Stored data entries:
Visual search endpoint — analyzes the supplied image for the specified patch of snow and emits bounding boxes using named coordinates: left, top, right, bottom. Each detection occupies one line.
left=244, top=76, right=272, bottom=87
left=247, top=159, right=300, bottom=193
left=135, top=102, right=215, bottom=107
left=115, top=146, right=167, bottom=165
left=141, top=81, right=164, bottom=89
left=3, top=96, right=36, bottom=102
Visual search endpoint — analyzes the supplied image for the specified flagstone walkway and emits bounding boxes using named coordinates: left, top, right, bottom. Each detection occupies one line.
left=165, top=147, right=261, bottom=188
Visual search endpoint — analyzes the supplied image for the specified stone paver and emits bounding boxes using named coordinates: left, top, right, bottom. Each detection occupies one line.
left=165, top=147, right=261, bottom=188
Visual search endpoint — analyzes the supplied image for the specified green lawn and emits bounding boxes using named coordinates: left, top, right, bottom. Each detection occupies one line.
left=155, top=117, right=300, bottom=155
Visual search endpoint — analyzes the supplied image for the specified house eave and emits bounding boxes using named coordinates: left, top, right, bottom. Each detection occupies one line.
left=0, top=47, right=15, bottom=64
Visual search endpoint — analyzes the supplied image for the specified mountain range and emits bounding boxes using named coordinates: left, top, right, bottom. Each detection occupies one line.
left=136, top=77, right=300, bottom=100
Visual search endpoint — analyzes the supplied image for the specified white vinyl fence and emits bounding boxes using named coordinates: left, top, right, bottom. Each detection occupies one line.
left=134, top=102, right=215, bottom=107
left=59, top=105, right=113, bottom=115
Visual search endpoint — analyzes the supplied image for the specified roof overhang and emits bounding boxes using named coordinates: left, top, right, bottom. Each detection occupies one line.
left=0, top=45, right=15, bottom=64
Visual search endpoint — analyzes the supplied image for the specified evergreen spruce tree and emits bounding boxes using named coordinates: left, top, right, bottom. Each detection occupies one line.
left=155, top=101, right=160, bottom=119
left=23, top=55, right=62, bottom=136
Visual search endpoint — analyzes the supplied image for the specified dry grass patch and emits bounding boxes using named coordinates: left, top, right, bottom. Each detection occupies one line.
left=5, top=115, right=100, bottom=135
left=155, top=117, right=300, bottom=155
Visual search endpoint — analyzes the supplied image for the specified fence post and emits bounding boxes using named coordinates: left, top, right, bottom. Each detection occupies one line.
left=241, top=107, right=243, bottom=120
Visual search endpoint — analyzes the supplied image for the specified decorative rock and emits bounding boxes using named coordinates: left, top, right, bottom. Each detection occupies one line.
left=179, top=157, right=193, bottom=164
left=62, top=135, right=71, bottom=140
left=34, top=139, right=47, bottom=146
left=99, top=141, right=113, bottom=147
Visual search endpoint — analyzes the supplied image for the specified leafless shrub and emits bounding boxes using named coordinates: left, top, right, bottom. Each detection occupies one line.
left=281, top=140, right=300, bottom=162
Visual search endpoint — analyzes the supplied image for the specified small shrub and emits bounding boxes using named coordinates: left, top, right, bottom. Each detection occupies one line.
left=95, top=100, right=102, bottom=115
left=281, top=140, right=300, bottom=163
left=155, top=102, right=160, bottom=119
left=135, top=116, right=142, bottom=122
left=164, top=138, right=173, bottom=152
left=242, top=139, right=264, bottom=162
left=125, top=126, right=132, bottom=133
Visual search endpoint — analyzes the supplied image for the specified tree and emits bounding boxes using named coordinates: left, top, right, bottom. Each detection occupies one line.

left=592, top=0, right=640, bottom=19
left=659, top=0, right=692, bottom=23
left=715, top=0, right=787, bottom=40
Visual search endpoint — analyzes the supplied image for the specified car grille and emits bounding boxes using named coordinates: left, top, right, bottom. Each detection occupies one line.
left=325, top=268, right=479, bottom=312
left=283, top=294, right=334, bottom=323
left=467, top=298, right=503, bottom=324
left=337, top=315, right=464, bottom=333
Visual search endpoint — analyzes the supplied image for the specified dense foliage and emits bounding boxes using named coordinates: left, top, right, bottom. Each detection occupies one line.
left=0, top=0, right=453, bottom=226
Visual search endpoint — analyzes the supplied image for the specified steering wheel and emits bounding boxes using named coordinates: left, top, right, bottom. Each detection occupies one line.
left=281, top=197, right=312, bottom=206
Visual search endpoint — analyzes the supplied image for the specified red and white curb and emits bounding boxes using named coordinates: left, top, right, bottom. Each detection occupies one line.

> [Task requirements] The entries above are to be restated word for word.

> [Answer space]
Visual search endpoint — analyzes the supplied image for the specified patch of snow and emits bounding boxes using named coordinates: left, top, right, bottom. Each detection occupies one line.
left=244, top=76, right=272, bottom=87
left=247, top=159, right=300, bottom=193
left=135, top=102, right=215, bottom=107
left=115, top=146, right=167, bottom=165
left=141, top=81, right=164, bottom=89
left=3, top=96, right=36, bottom=102
Visual search endpoint — analyzes the supplied image for the specified flagstone walkway and emits bounding boxes using named coordinates: left, top, right, bottom. Each detection occupies one line.
left=165, top=147, right=261, bottom=188
Visual search endpoint — analyzes the supplied image for the specified stone paver and emits bounding boxes using named coordinates: left, top, right, bottom. Each detection occupies one line.
left=165, top=147, right=261, bottom=188
Visual search endpoint — analyzes the supplied image for the specified green lawn and emits bounding boxes using named coordinates: left, top, right, bottom. Each detection occupies one line.
left=155, top=117, right=300, bottom=155
Visual search endpoint — analyzes the supplied image for the specified house eave and emits bounding boxes using named coordinates: left, top, right, bottom. Each detection occupies one line.
left=0, top=47, right=15, bottom=64
Visual search endpoint — analyzes the supplied image for the specified mountain range and emits bounding boxes using named coordinates: left, top, right, bottom. Each detection occupies one line.
left=136, top=77, right=300, bottom=100
Visual search endpoint — analyzes the supplied image for the specified white vinyl fence and emits bounding boxes using named coordinates: left, top, right, bottom. Each detection occupies one line.
left=134, top=102, right=215, bottom=107
left=59, top=105, right=113, bottom=115
Visual search endpoint — analyzes the supplied image for the specified roof overhang and emits bounding boxes using named coordinates: left, top, right, bottom. Each detection occupies one line.
left=0, top=45, right=15, bottom=64
Visual search endpoint — analyzes the supplied image for the specified evergreen spruce tree and emits bounding boxes using named coordinates: left, top, right, bottom. Each detection occupies one line.
left=155, top=101, right=160, bottom=119
left=23, top=55, right=62, bottom=136
Visual search endpoint — analyzes the supplied image for the specified dry grass patch and emits bounding boxes using named coordinates: left, top, right, bottom. Each detection occupies one line.
left=5, top=115, right=100, bottom=135
left=155, top=117, right=300, bottom=155
Visual search endpoint — analyzes the supplied image for the specified fence post and emits bounding boxes using named coordinates: left, top, right, bottom. Each detection occupies one line.
left=241, top=107, right=243, bottom=120
Visual search endpoint — analyzes the supplied image for the specified decorative rock and emits bounding boxes using named coordinates: left, top, right, bottom. Each detection occupies one line.
left=179, top=157, right=193, bottom=164
left=62, top=135, right=71, bottom=140
left=34, top=139, right=47, bottom=146
left=99, top=141, right=113, bottom=147
Visual search endpoint — analyzes the supplied image for the specified leafless shrub and emits bounding boxes using named coordinates: left, top, right, bottom. Each detection occupies one line.
left=281, top=140, right=300, bottom=162
Visual search endpoint — analyzes the supplied image for the specified small shrub and emits bounding boxes using named coordinates: left, top, right, bottom. Each detection occupies one line.
left=95, top=100, right=102, bottom=115
left=281, top=140, right=300, bottom=163
left=155, top=102, right=160, bottom=119
left=135, top=116, right=142, bottom=122
left=164, top=138, right=173, bottom=152
left=242, top=139, right=264, bottom=162
left=125, top=126, right=132, bottom=133
Visual search endpoint — analyzes the supplied image for the specified tree and emits bounding boxes using named coordinates: left, top, right, bottom. Each detection occupies one line.

left=592, top=0, right=640, bottom=19
left=659, top=0, right=692, bottom=23
left=715, top=0, right=787, bottom=40
Visual search endpoint — analyzes the supplied image for the specified car grille and emits bounding boxes using named coordinates: left, top, right, bottom. Each detection occupies one line.
left=325, top=268, right=479, bottom=312
left=283, top=294, right=334, bottom=323
left=467, top=298, right=503, bottom=324
left=337, top=315, right=464, bottom=333
Visual search endpoint — analyzes the supplied image for the specified dense foliage and emits bounding boxes using named coordinates: left, top, right, bottom. Each detection occupies one line.
left=0, top=0, right=453, bottom=226
Visual search endpoint — analyzes the supplied image for the specified steering wheel and emits bounding boxes using named coordinates: left, top, right, bottom. Each detection occupies one line.
left=281, top=197, right=312, bottom=206
Visual search endpoint — analyzes the supplied image for the specified red and white curb and emits bounding boxes using named coordinates: left, top, right, bottom. Each detection occupies one line.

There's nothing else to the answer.